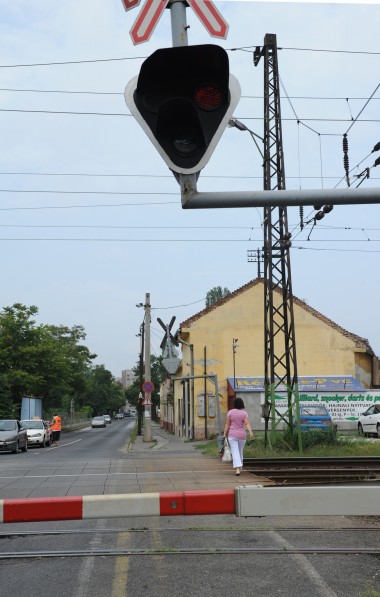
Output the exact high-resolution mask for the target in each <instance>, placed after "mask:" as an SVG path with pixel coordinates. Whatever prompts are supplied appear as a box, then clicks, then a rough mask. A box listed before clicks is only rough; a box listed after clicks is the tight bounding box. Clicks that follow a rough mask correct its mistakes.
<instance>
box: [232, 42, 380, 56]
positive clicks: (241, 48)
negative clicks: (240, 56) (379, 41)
mask: <svg viewBox="0 0 380 597" xmlns="http://www.w3.org/2000/svg"><path fill="white" fill-rule="evenodd" d="M260 46H261V44H255V45H252V46H242V47H240V48H229V50H230V51H231V52H235V51H238V50H240V51H241V52H249V53H252V49H251V48H253V49H254V50H255V49H256V48H257V47H260ZM277 49H278V50H290V51H295V52H326V53H332V54H363V55H366V56H368V55H369V56H379V55H380V52H372V51H368V50H330V49H323V48H292V47H289V48H286V47H284V46H283V47H278V48H277Z"/></svg>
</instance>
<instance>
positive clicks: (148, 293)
mask: <svg viewBox="0 0 380 597" xmlns="http://www.w3.org/2000/svg"><path fill="white" fill-rule="evenodd" d="M144 307H145V375H144V377H145V380H144V381H145V382H147V381H151V373H150V293H149V292H147V293H146V294H145V305H144ZM145 400H146V401H147V400H149V402H150V394H147V393H145ZM144 416H145V418H144V442H151V441H152V416H151V406H150V404H149V405H148V404H145V407H144Z"/></svg>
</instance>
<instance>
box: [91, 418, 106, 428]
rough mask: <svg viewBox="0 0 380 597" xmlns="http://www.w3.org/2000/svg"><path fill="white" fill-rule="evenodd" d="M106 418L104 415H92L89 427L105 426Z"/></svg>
mask: <svg viewBox="0 0 380 597" xmlns="http://www.w3.org/2000/svg"><path fill="white" fill-rule="evenodd" d="M105 426H106V420H105V418H104V417H94V418H93V419H92V422H91V427H92V428H93V429H94V428H95V427H105Z"/></svg>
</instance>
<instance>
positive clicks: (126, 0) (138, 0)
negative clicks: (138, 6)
mask: <svg viewBox="0 0 380 597" xmlns="http://www.w3.org/2000/svg"><path fill="white" fill-rule="evenodd" d="M121 1H122V3H123V4H124V8H125V10H131V8H134V7H135V6H138V5H139V4H140V1H141V0H121Z"/></svg>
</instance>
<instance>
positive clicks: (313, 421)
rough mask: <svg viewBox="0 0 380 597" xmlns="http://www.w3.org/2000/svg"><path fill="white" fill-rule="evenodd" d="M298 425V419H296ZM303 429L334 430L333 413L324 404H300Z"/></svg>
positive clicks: (301, 423) (311, 429)
mask: <svg viewBox="0 0 380 597" xmlns="http://www.w3.org/2000/svg"><path fill="white" fill-rule="evenodd" d="M294 425H295V426H296V425H297V421H296V420H295V421H294ZM300 427H301V431H333V430H334V425H333V422H332V418H331V415H330V413H329V411H328V410H327V408H326V407H325V405H324V404H313V405H311V406H307V405H304V404H301V405H300Z"/></svg>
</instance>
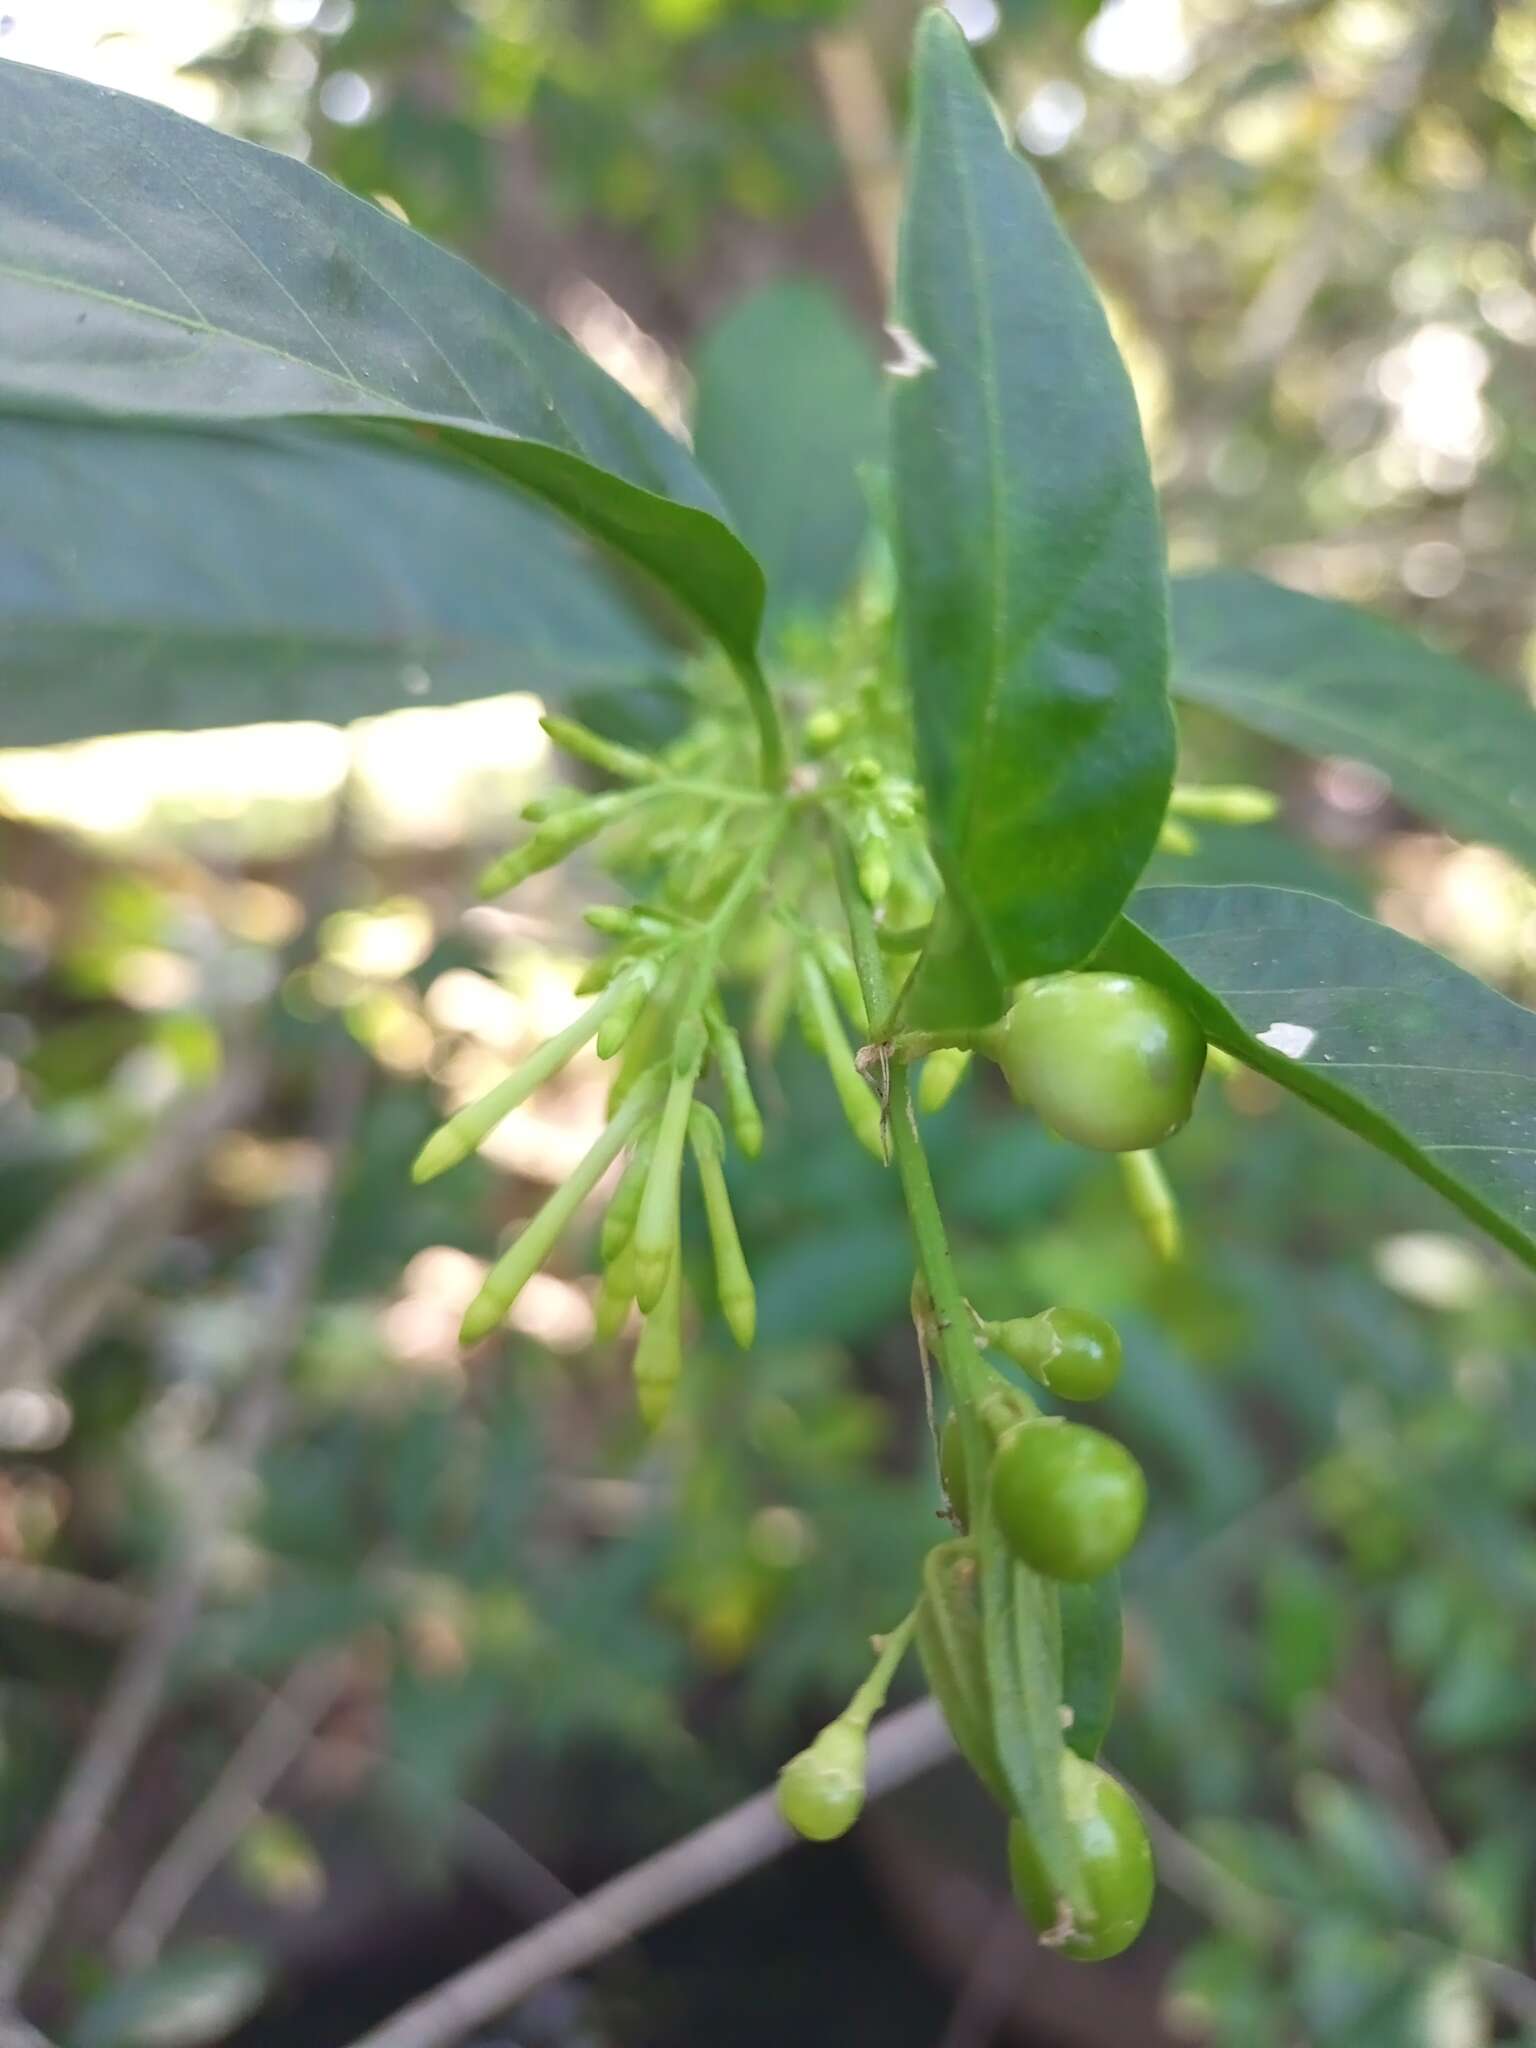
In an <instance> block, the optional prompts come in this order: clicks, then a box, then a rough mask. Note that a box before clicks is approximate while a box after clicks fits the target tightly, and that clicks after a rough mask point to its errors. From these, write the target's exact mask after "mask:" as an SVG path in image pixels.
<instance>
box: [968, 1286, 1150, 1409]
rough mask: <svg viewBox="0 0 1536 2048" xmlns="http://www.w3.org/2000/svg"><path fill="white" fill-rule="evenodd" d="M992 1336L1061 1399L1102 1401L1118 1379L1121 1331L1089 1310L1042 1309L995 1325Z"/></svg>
mask: <svg viewBox="0 0 1536 2048" xmlns="http://www.w3.org/2000/svg"><path fill="white" fill-rule="evenodd" d="M991 1341H993V1343H995V1346H997V1350H999V1352H1001V1354H1004V1356H1006V1358H1012V1360H1014V1364H1016V1366H1022V1368H1024V1370H1026V1372H1028V1374H1030V1378H1032V1380H1038V1382H1040V1386H1047V1389H1049V1391H1051V1393H1053V1395H1061V1399H1063V1401H1102V1399H1104V1395H1106V1393H1108V1391H1110V1389H1112V1386H1114V1382H1116V1380H1118V1378H1120V1333H1118V1331H1116V1327H1114V1323H1106V1321H1104V1317H1102V1315H1094V1313H1092V1311H1090V1309H1044V1311H1042V1313H1040V1315H1028V1317H1016V1319H1014V1321H1012V1323H997V1325H993V1333H991Z"/></svg>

§ Exercise goal
Once the pictures are set aside, restate the remaining data above exactly.

§ Solution
Output the exact high-resolution mask for the target in each <instance>, placed after "mask:" as an SVG path with pixel coordinates. Whatever prompts are supplied appear as a box, then clicks, then a rough mask. A box listed before clicks is only rough; a box listed after clicks is the tight bounding box. Clicks that follow a rough mask correct its mistakes.
<instance>
box: [232, 42, 380, 56]
positive clicks: (241, 48)
negative clicks: (240, 56) (379, 41)
mask: <svg viewBox="0 0 380 597" xmlns="http://www.w3.org/2000/svg"><path fill="white" fill-rule="evenodd" d="M260 46H261V44H255V45H252V46H242V47H240V48H229V50H230V51H231V52H235V51H238V50H240V51H241V52H249V53H252V49H251V48H253V49H254V50H255V49H256V48H257V47H260ZM277 49H278V50H290V51H295V52H326V53H332V54H363V55H366V56H368V55H369V56H379V55H380V52H372V51H368V50H330V49H323V48H292V47H289V48H286V47H284V46H283V47H278V48H277Z"/></svg>
</instance>
<instance>
positive clicks: (148, 293)
mask: <svg viewBox="0 0 380 597" xmlns="http://www.w3.org/2000/svg"><path fill="white" fill-rule="evenodd" d="M144 307H145V375H144V377H145V380H144V381H145V382H147V381H151V373H150V293H149V292H147V293H146V294H145V305H144ZM145 400H146V401H147V400H149V402H150V394H147V393H145ZM144 416H145V418H144V442H151V441H152V416H151V406H150V404H149V405H148V404H145V407H144Z"/></svg>
</instance>
<instance>
box: [91, 418, 106, 428]
rough mask: <svg viewBox="0 0 380 597" xmlns="http://www.w3.org/2000/svg"><path fill="white" fill-rule="evenodd" d="M106 418L104 415H92L89 427L105 426Z"/></svg>
mask: <svg viewBox="0 0 380 597" xmlns="http://www.w3.org/2000/svg"><path fill="white" fill-rule="evenodd" d="M105 426H106V420H105V418H104V417H94V418H93V419H92V422H91V427H92V428H93V429H94V428H95V427H105Z"/></svg>
</instance>
<instance>
positive clicks: (126, 0) (138, 0)
negative clicks: (138, 6)
mask: <svg viewBox="0 0 380 597" xmlns="http://www.w3.org/2000/svg"><path fill="white" fill-rule="evenodd" d="M121 1H122V3H123V4H124V8H125V10H131V8H134V7H135V6H138V5H139V4H140V1H141V0H121Z"/></svg>
</instance>
<instance>
positive clicks: (313, 421)
rough mask: <svg viewBox="0 0 380 597" xmlns="http://www.w3.org/2000/svg"><path fill="white" fill-rule="evenodd" d="M298 425V419H296ZM303 429L334 430L333 413L324 404H300Z"/></svg>
positive clicks: (301, 423) (311, 429)
mask: <svg viewBox="0 0 380 597" xmlns="http://www.w3.org/2000/svg"><path fill="white" fill-rule="evenodd" d="M294 425H295V426H296V425H297V421H296V420H295V421H294ZM300 427H301V431H333V430H334V425H333V422H332V418H331V415H330V413H329V411H328V410H327V408H326V407H325V405H324V404H313V405H311V406H307V405H304V404H301V405H300Z"/></svg>
</instance>
In an <instance> block, the optional prompts come in this order: clicks, then a box, then a rough mask. Note that a box before clicks is approximate while a box after clicks fits the target tightly, and that clicks after a rough mask point to its errors. From these, write the target's exact mask after "mask:" as an SVG path in image pixels.
<instance>
box: [968, 1286, 1150, 1409]
rough mask: <svg viewBox="0 0 1536 2048" xmlns="http://www.w3.org/2000/svg"><path fill="white" fill-rule="evenodd" d="M992 1336L1061 1399L1102 1401L1118 1379L1121 1331L1089 1310L1042 1309L995 1325Z"/></svg>
mask: <svg viewBox="0 0 1536 2048" xmlns="http://www.w3.org/2000/svg"><path fill="white" fill-rule="evenodd" d="M991 1341H993V1343H995V1346H997V1350H999V1352H1001V1354H1004V1356H1006V1358H1012V1360H1014V1364H1016V1366H1022V1368H1024V1370H1026V1372H1028V1374H1030V1378H1032V1380H1038V1382H1040V1386H1047V1389H1049V1391H1051V1393H1053V1395H1061V1399H1063V1401H1102V1399H1104V1395H1106V1393H1108V1391H1110V1389H1112V1386H1114V1382H1116V1380H1118V1378H1120V1333H1118V1331H1116V1327H1114V1323H1106V1321H1104V1317H1102V1315H1094V1313H1092V1311H1090V1309H1044V1311H1042V1313H1040V1315H1028V1317H1016V1319H1014V1321H1012V1323H997V1325H993V1333H991Z"/></svg>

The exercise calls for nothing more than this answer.